How to complete this task:
Below are some entries; write out each one of them exactly.
BEGIN Material for this exercise
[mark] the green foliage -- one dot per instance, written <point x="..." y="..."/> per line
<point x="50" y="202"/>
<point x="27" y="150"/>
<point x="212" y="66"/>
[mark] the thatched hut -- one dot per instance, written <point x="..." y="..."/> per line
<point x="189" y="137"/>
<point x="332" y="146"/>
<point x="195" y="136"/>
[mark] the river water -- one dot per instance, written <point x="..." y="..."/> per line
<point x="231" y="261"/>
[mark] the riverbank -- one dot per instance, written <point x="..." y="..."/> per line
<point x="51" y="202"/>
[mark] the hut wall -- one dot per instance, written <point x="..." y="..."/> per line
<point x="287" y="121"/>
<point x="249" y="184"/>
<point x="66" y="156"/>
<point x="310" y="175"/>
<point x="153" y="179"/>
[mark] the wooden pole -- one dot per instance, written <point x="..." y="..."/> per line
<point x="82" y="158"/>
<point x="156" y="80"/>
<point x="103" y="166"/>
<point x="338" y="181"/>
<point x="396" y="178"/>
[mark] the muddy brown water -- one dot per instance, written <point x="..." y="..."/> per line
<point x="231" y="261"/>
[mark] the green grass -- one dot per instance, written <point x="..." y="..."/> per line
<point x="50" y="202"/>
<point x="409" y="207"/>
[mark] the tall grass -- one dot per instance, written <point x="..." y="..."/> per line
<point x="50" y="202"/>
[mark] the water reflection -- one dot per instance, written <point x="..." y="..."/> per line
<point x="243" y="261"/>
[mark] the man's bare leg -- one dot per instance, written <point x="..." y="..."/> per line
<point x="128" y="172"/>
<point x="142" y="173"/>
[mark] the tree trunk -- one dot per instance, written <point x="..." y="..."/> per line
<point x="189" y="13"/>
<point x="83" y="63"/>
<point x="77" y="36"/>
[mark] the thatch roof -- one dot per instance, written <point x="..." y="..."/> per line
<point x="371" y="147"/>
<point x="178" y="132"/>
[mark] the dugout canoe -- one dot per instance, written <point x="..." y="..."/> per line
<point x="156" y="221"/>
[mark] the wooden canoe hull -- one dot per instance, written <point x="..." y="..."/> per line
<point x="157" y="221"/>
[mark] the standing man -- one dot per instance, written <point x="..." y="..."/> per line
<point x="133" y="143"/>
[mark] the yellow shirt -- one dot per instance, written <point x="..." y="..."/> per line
END Material for this exercise
Result of the task:
[mark] the green foliage -- one dot per instance, written <point x="..." y="..."/> per line
<point x="50" y="202"/>
<point x="27" y="150"/>
<point x="212" y="66"/>
[mark] the thatched hut -- one dot per instance, written <point x="..." y="..."/> per line
<point x="189" y="137"/>
<point x="332" y="146"/>
<point x="195" y="136"/>
[mark] the river water -- one dot per instance, written <point x="..." y="..."/> per line
<point x="231" y="261"/>
[mark] the riverbank -- one dot per instance, written <point x="..." y="..."/> per line
<point x="51" y="202"/>
[mark] the hut wall -- one dot per instance, written <point x="..." y="..."/> per line
<point x="287" y="121"/>
<point x="249" y="184"/>
<point x="66" y="156"/>
<point x="310" y="175"/>
<point x="153" y="179"/>
[mark] the wooden pole -- one dot per instance, written <point x="..." y="..."/> per line
<point x="82" y="158"/>
<point x="156" y="80"/>
<point x="103" y="166"/>
<point x="338" y="181"/>
<point x="396" y="178"/>
[mark] the muddy brown water -- one dot per instance, written <point x="..." y="..."/> per line
<point x="231" y="261"/>
[mark] the green grass -- one dot per instance, written <point x="..." y="..."/> per line
<point x="50" y="202"/>
<point x="409" y="207"/>
[mark] the tall grass -- one dot per instance, written <point x="..." y="..."/> per line
<point x="50" y="202"/>
[mark] the water reflection -- one dot per instance, written <point x="..." y="..."/> per line
<point x="243" y="261"/>
[mark] the man's bare leg -- one dot per instance, written <point x="..." y="..."/> per line
<point x="128" y="172"/>
<point x="142" y="173"/>
[mark] the tree trunk -- one dot per instance, written <point x="..." y="..."/> per line
<point x="189" y="13"/>
<point x="83" y="63"/>
<point x="77" y="36"/>
[mark] the thatch roof -- one dot per instance, written <point x="..." y="..."/> per line
<point x="371" y="147"/>
<point x="178" y="132"/>
[mark] the dugout canoe -- one dot per instance, written <point x="..." y="..."/> per line
<point x="156" y="221"/>
[mark] the wooden canoe hull -- one dot per instance, written <point x="..." y="..."/> per line
<point x="157" y="221"/>
[mark] the standing man -- one dot per instance, written <point x="..." y="..."/> per line
<point x="133" y="143"/>
[mark] the yellow shirt -- one dot per instance, written <point x="..." y="..."/> per line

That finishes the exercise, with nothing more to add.